Which lines in the entries below contain the string "mountain"? Find them and copy each one.

### Dataset excerpt
▬▬▬▬▬▬

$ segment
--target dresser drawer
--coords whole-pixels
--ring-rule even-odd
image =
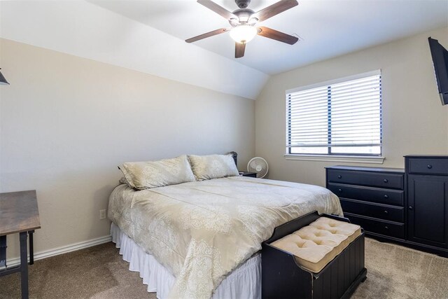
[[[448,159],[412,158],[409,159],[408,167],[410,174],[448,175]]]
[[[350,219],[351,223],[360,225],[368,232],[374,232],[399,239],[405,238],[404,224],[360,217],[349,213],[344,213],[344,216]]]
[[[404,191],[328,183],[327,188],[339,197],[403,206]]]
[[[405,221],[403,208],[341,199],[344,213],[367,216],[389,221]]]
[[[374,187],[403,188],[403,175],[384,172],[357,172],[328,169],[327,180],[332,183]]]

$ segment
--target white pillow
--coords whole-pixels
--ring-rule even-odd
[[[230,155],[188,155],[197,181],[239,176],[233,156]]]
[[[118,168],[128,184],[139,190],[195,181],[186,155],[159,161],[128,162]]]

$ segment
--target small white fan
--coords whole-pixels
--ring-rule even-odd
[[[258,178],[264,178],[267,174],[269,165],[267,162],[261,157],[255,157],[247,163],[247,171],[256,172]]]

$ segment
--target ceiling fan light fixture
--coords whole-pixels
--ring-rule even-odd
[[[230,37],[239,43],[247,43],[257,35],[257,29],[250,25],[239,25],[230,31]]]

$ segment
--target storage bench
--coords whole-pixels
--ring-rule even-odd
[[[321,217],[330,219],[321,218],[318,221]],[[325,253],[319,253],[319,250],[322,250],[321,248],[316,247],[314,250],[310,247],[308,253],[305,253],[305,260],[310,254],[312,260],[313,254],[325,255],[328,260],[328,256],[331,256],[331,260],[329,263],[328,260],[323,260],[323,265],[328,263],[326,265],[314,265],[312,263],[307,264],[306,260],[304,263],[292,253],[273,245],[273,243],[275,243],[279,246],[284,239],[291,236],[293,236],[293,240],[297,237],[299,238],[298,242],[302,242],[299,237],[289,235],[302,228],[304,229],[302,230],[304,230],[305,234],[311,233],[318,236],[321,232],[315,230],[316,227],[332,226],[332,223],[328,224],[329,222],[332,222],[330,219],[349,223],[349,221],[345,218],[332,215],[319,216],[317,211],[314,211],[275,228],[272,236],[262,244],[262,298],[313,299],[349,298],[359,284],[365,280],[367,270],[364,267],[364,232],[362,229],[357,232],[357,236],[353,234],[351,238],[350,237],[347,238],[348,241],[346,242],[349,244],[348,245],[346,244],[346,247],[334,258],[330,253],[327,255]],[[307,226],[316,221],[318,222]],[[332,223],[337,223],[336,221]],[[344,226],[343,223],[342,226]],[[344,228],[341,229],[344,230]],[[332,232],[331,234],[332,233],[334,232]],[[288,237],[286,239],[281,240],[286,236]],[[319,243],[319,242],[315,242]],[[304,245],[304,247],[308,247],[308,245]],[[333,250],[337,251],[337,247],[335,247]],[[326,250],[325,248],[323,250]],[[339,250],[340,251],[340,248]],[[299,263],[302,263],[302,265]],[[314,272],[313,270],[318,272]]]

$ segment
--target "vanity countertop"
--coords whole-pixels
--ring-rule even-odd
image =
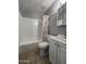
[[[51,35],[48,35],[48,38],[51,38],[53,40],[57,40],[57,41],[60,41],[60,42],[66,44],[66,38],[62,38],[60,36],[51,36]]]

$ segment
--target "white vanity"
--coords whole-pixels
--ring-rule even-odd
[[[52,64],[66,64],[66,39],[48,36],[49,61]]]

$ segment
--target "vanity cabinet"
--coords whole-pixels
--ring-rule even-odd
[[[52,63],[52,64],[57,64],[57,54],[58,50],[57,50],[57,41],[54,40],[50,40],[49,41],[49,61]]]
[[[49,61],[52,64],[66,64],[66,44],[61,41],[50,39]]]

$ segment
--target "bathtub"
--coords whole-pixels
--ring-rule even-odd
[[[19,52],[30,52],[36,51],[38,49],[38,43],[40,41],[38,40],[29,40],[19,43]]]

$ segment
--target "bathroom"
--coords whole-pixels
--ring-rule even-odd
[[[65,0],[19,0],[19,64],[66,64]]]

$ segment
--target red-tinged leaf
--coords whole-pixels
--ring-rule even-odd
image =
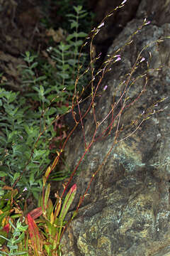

▬▬▬▬▬▬

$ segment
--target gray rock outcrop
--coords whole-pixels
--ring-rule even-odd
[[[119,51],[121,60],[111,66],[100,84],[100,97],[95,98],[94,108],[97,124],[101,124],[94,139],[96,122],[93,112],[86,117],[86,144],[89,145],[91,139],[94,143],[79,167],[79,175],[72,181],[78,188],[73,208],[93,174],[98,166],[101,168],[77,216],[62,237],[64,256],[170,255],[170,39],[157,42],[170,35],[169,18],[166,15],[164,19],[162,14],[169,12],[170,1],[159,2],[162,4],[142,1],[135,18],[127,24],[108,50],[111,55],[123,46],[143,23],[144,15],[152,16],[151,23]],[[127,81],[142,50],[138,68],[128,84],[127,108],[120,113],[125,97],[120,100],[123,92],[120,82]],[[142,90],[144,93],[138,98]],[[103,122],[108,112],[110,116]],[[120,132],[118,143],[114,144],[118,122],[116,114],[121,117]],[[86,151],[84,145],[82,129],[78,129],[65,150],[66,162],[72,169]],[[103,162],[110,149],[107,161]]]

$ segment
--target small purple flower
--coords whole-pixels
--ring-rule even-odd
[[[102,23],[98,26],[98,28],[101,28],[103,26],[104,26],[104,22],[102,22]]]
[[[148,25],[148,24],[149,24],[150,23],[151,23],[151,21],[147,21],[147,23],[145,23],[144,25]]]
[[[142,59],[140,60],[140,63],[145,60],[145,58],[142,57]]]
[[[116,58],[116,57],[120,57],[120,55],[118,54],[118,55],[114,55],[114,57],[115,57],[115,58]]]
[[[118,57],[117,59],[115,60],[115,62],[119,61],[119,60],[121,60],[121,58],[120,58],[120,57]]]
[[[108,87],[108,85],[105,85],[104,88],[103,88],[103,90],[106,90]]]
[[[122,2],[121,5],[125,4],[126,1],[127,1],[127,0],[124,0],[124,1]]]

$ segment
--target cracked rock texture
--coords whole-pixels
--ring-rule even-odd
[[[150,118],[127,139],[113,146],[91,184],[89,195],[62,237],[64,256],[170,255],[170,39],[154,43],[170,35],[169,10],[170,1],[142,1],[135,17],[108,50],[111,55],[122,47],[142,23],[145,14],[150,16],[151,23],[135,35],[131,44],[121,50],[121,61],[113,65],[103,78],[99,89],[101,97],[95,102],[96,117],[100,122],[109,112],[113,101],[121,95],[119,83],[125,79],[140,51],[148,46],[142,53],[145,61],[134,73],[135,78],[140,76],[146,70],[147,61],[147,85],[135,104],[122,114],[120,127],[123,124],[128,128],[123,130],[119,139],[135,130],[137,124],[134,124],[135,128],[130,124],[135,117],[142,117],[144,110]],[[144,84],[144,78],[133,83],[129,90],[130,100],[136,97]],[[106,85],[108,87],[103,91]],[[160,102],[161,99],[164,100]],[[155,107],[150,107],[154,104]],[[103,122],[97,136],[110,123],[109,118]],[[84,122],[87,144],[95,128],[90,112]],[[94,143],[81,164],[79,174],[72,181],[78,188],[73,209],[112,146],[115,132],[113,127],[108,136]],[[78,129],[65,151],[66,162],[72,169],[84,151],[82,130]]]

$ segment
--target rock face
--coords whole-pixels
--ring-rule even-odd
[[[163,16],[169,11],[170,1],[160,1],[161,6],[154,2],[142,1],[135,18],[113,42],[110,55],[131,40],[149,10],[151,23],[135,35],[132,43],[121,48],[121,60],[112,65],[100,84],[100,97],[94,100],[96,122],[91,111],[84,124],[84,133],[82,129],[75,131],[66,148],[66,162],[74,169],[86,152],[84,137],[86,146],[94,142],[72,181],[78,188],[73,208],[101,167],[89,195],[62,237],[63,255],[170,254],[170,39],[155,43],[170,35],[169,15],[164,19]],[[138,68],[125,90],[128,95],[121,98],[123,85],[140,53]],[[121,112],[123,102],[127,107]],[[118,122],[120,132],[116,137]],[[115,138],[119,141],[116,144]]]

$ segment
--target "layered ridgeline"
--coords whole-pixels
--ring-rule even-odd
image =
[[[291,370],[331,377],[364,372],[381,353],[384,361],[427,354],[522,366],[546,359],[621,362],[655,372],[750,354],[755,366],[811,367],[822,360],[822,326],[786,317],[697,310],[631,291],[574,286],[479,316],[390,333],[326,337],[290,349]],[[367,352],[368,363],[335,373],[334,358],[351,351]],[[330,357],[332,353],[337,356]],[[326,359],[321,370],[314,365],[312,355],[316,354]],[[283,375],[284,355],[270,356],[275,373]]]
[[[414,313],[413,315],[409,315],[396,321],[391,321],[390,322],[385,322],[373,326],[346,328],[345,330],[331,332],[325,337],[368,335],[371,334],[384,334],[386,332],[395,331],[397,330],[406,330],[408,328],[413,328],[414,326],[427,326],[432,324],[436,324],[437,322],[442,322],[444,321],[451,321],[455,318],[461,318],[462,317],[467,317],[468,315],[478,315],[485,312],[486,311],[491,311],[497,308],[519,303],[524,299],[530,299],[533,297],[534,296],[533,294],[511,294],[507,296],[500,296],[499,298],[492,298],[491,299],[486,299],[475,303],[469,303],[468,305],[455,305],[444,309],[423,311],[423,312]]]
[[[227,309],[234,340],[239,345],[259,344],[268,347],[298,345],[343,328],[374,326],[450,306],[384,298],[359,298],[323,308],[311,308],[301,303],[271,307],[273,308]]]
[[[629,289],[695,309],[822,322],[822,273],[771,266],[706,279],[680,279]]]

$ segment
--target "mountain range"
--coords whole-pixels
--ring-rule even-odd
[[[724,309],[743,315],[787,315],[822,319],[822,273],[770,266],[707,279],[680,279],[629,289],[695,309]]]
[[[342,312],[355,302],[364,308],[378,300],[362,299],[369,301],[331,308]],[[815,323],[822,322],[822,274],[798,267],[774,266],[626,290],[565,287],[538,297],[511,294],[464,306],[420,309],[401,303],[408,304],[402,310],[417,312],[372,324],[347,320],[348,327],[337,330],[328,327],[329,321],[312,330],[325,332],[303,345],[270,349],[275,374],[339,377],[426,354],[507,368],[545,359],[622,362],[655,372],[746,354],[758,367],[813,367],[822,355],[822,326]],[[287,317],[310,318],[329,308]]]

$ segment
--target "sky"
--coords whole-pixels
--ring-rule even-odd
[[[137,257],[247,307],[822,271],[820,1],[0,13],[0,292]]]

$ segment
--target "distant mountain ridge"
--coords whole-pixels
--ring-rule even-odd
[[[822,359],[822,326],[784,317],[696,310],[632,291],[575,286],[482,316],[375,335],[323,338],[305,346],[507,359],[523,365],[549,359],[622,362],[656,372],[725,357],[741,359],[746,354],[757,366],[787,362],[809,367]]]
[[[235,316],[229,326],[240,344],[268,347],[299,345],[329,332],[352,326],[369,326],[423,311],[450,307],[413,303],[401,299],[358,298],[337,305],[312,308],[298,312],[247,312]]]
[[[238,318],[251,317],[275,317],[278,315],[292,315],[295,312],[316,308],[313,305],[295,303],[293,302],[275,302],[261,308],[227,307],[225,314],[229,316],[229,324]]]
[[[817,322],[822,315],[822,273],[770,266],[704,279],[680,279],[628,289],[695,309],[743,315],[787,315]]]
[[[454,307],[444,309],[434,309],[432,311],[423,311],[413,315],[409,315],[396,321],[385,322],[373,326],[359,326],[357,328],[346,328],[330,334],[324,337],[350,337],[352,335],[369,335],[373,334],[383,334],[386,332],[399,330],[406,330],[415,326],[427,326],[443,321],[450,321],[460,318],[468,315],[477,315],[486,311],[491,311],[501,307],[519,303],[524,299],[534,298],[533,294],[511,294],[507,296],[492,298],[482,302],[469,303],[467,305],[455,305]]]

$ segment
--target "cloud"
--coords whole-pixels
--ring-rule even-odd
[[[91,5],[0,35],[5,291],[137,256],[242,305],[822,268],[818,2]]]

▬▬▬▬▬▬

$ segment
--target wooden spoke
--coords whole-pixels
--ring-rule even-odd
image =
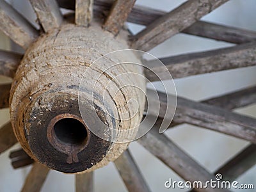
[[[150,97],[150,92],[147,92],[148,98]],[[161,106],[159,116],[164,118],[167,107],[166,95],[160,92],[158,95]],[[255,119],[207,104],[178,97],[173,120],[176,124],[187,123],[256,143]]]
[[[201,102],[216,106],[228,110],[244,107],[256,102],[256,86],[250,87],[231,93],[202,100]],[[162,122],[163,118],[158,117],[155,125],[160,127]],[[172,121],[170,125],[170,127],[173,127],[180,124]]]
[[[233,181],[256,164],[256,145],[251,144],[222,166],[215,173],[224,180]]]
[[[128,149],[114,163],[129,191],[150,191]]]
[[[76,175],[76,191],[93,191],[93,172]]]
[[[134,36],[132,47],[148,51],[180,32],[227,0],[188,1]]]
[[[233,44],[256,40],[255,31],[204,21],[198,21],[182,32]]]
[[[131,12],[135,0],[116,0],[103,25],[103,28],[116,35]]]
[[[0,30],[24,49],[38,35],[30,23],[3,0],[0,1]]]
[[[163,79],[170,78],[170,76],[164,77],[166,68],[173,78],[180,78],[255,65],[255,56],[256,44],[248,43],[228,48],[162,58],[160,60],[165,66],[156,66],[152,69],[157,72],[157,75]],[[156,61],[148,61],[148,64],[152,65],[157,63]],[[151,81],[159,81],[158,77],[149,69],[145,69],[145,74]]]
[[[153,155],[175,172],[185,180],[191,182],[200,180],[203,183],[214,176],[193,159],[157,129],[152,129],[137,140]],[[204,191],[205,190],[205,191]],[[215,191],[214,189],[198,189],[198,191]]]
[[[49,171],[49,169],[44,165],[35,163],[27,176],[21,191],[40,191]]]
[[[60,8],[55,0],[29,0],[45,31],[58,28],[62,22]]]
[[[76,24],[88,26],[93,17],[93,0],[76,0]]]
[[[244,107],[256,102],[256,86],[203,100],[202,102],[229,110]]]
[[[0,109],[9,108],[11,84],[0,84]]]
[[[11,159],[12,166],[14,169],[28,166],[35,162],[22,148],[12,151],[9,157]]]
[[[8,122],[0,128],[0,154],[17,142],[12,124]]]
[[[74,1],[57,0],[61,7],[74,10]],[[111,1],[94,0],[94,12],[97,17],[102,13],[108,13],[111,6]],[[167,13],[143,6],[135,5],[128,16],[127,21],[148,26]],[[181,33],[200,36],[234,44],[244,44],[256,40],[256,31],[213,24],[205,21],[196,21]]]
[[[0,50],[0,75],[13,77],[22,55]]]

▬▬▬▬▬▬

### EXERCISE SOLUTION
--target "mountain range"
--target "distant mountain ridge"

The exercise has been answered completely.